Texto del documento:
▶

Con el pasar de las horas, los días y las semanas, los dolores no cesaban. Al contrario, se iban incrementando, pasaba los días casi completamente inmóvil, ya que cualquier leve movimiento generaba fuertes dolores en todo mi cuerpo. Sentía que mis piernas estaban cubiertas en fuego y cada vez que intentaba moverme la sensación era como si me espetaran miles de agujas. Ningún medicamento me producía alivio, pasaba los días pensando y preguntándome, ¿Y si estos dolores nunca se van? ¿Y si no logro levantarme de esta cama?
En esos momentos, deje ir mi mente a todas las posibilidades, incluyendo aquella que no quería aceptar: la probabilidad de que mi nueva compañera de vida fuera una silla de ruedas. Fue como si a mi vida le hubieran puesto pausa, pero solo a la mía, pues los demás seguían avanzando. Dos años pasaron, dos años de fuertes dolores, de perderme los logros de mis hijos, dos años que parecían no acabar, dos años atada a una cama.

◀

Enunciado del problema: Según el texto del documento, ¿cuánto tiempo pasó con fuertes dolores y atada a una cama quien narra?

Datos listados:
▶

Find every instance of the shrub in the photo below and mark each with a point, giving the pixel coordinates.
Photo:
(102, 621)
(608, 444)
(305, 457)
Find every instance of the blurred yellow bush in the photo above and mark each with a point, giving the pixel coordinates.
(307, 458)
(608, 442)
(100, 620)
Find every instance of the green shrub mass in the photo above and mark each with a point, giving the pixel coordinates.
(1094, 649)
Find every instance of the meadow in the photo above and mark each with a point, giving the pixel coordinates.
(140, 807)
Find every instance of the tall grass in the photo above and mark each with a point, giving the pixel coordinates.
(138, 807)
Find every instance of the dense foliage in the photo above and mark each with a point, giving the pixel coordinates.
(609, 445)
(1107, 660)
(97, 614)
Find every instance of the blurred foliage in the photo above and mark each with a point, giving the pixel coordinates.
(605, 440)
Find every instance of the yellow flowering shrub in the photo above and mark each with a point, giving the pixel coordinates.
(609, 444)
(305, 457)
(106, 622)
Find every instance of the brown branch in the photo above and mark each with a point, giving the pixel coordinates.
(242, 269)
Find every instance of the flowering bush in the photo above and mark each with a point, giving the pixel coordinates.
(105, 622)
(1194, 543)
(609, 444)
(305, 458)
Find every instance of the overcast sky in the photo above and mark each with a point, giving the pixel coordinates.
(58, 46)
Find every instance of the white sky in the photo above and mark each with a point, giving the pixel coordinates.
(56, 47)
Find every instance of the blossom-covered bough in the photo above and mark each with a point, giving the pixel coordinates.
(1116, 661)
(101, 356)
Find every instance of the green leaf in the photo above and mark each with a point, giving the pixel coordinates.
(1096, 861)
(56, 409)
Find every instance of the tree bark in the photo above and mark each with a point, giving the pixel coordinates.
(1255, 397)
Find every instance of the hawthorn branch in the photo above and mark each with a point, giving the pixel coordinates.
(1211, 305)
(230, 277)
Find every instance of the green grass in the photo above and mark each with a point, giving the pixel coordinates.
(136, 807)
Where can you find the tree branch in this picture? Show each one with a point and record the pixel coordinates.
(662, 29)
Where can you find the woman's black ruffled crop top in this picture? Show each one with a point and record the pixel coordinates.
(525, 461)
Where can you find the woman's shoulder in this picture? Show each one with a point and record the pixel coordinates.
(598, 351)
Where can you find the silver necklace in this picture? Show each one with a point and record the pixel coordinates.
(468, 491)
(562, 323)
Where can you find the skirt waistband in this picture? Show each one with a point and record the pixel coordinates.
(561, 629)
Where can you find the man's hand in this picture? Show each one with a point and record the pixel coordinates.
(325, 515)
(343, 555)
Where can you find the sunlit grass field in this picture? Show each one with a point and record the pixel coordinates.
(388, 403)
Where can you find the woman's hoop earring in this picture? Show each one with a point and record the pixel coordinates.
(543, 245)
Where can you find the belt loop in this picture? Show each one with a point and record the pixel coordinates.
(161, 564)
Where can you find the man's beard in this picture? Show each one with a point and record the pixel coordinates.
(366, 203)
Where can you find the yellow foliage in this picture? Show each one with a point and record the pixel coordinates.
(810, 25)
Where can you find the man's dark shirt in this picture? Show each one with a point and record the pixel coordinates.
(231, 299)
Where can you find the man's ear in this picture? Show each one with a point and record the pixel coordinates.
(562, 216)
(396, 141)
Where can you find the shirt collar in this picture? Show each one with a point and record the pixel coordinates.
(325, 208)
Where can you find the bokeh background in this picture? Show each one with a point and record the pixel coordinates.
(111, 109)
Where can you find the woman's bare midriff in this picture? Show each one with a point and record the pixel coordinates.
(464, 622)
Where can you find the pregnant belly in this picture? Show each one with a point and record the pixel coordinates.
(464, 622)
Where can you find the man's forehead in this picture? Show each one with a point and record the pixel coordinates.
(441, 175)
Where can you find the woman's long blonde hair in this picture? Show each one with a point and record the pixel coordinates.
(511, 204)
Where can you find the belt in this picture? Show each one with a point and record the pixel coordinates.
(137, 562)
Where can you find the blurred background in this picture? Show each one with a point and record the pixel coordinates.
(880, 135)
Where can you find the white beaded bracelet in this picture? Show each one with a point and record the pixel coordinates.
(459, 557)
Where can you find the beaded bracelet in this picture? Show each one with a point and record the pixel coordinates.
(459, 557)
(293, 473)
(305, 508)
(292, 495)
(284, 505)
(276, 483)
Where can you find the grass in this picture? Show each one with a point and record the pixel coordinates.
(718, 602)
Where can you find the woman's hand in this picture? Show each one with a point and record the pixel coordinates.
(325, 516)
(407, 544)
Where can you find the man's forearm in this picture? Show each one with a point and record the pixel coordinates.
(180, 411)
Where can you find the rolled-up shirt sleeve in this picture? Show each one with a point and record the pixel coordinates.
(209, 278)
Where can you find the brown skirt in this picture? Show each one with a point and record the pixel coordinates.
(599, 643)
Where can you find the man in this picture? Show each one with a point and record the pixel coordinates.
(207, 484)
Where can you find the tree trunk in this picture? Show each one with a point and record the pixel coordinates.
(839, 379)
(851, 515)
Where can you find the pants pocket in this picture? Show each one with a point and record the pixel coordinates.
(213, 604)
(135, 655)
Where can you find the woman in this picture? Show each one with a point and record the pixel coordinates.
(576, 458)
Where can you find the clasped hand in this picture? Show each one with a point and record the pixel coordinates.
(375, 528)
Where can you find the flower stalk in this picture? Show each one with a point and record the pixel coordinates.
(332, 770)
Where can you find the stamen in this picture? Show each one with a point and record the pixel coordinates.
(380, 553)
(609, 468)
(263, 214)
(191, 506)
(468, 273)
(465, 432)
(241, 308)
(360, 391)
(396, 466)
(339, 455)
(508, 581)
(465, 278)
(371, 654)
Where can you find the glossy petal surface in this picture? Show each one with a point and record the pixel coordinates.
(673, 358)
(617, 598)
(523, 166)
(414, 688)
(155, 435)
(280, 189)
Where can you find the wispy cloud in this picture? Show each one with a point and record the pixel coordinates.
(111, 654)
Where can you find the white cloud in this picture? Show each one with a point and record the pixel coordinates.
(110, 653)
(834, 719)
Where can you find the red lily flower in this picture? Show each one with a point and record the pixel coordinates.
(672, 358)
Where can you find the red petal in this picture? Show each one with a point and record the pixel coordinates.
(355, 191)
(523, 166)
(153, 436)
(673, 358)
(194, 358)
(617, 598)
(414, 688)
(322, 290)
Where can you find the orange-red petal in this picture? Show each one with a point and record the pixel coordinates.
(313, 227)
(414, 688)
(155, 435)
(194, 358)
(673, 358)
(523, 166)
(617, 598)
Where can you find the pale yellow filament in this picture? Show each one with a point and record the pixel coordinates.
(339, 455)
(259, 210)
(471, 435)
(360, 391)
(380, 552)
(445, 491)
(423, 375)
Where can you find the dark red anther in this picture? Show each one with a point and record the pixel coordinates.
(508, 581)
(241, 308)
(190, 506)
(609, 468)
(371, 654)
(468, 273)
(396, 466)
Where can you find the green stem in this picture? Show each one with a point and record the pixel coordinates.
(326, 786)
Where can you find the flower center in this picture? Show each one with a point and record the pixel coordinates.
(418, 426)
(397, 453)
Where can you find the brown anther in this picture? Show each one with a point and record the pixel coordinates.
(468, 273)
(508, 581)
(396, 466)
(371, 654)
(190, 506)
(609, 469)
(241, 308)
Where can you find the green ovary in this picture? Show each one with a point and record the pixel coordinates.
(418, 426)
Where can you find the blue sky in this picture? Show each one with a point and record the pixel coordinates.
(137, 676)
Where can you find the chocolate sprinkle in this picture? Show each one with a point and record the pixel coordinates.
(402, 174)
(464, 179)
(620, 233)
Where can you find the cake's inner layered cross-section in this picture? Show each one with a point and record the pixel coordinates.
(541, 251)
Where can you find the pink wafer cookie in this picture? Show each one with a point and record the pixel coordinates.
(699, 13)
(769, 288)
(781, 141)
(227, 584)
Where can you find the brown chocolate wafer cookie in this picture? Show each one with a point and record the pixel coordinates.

◀

Solución del ejercicio: Dos años.